Dataset excerpts on pointing at objects
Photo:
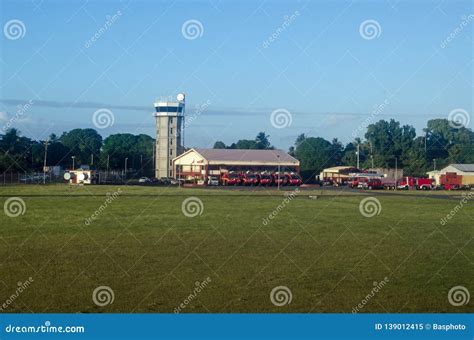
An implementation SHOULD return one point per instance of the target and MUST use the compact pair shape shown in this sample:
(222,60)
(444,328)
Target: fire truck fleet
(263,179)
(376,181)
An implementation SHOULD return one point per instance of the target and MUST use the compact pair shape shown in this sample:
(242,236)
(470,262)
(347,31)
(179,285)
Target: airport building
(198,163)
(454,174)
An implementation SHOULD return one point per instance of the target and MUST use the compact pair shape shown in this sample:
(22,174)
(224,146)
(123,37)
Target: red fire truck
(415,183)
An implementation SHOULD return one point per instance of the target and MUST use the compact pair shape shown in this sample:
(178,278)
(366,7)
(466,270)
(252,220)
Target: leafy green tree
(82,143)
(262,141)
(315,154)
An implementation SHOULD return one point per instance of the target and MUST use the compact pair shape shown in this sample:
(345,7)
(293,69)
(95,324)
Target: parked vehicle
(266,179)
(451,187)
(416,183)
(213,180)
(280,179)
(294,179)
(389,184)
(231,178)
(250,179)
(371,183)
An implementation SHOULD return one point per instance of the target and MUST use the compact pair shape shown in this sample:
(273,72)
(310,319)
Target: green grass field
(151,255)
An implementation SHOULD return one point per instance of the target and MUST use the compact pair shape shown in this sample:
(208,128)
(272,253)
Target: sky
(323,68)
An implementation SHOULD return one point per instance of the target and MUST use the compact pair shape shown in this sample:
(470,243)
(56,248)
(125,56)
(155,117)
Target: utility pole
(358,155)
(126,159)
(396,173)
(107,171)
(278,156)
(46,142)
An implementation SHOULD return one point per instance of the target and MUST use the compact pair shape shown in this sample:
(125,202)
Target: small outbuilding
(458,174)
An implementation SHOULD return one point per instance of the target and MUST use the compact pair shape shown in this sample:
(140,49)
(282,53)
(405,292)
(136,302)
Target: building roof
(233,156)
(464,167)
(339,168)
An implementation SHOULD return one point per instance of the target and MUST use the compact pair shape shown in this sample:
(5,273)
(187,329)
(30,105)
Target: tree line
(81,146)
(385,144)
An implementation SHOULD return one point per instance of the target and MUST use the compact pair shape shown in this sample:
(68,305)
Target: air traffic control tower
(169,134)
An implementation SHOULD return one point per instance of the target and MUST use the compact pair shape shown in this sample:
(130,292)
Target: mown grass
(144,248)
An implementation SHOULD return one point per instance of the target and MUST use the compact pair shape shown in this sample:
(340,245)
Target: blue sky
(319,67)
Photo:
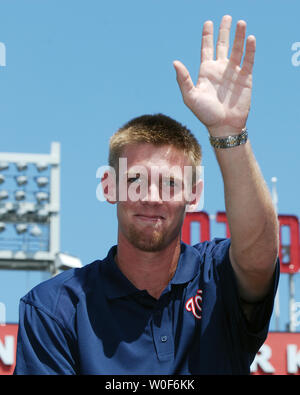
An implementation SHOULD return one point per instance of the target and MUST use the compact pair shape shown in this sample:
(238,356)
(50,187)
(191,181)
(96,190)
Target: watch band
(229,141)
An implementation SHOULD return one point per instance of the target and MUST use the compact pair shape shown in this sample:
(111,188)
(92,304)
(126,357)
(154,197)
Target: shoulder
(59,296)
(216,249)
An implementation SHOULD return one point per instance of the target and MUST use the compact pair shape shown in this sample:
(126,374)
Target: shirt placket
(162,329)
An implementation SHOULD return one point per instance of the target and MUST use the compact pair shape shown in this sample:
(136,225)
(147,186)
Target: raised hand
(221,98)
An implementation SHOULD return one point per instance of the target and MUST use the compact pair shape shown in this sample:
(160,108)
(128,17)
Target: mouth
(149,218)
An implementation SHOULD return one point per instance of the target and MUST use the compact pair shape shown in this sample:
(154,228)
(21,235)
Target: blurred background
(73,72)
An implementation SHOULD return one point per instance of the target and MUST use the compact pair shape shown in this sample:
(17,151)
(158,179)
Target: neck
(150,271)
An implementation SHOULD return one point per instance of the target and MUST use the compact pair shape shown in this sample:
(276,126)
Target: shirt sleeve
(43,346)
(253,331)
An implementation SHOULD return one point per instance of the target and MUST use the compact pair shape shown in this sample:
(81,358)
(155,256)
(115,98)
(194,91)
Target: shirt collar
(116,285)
...
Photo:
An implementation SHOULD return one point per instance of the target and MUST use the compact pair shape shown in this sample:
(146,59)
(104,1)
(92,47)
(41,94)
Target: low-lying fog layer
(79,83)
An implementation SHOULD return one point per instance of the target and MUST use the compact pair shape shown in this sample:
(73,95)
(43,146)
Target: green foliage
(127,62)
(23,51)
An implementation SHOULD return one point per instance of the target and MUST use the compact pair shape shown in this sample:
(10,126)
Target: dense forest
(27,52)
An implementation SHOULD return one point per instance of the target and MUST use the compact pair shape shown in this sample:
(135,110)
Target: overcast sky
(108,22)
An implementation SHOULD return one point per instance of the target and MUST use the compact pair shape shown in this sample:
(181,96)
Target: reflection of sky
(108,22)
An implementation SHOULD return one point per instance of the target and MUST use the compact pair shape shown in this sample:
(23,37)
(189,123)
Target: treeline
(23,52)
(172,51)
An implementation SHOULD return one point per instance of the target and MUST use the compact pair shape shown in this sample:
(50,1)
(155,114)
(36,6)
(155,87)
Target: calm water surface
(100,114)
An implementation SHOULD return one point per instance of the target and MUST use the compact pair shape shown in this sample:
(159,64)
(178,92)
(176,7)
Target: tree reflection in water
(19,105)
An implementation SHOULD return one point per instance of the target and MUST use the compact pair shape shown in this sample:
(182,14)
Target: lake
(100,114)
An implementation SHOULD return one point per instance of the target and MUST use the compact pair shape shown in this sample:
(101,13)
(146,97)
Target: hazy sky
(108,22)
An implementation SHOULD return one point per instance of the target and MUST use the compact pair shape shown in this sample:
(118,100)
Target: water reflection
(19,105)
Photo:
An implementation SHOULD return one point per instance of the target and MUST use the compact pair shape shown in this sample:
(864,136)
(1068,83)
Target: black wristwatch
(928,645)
--
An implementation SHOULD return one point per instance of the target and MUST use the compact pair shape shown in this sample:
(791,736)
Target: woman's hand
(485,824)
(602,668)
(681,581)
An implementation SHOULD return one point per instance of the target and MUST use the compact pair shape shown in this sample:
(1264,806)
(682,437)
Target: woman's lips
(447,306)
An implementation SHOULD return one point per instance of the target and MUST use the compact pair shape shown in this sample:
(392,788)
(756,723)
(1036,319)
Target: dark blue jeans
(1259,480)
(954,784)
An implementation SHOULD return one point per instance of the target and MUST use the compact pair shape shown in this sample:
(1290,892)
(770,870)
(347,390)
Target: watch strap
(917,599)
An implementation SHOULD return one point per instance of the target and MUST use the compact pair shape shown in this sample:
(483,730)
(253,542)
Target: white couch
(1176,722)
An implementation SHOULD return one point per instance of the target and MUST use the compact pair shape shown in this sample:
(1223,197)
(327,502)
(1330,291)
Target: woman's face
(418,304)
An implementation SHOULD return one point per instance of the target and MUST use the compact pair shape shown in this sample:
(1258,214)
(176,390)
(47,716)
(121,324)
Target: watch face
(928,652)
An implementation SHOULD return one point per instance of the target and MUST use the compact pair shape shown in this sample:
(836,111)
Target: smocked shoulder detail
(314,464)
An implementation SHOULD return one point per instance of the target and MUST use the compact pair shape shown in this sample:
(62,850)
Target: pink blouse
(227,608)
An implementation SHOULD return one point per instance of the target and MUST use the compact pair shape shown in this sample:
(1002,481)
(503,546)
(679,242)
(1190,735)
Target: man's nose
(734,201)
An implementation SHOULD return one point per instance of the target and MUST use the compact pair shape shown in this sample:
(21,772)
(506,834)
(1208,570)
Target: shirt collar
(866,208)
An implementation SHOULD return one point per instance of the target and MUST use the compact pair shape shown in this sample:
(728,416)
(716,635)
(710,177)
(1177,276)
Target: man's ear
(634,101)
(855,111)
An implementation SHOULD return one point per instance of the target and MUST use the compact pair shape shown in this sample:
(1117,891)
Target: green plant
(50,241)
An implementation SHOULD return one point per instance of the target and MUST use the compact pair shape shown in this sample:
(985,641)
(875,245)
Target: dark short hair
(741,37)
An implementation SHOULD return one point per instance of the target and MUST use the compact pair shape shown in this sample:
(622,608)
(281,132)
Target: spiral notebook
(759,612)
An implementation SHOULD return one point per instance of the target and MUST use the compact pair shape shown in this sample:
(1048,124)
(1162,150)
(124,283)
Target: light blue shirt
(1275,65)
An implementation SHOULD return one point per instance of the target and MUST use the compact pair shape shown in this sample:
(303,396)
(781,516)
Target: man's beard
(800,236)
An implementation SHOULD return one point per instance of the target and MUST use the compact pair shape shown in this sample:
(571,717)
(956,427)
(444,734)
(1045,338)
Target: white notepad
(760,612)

**Your objective**.
Pick out every line in the records above that contains the word "white" and copy each of those lines.

**Problem solution**.
Target: white couch
Target: white notepad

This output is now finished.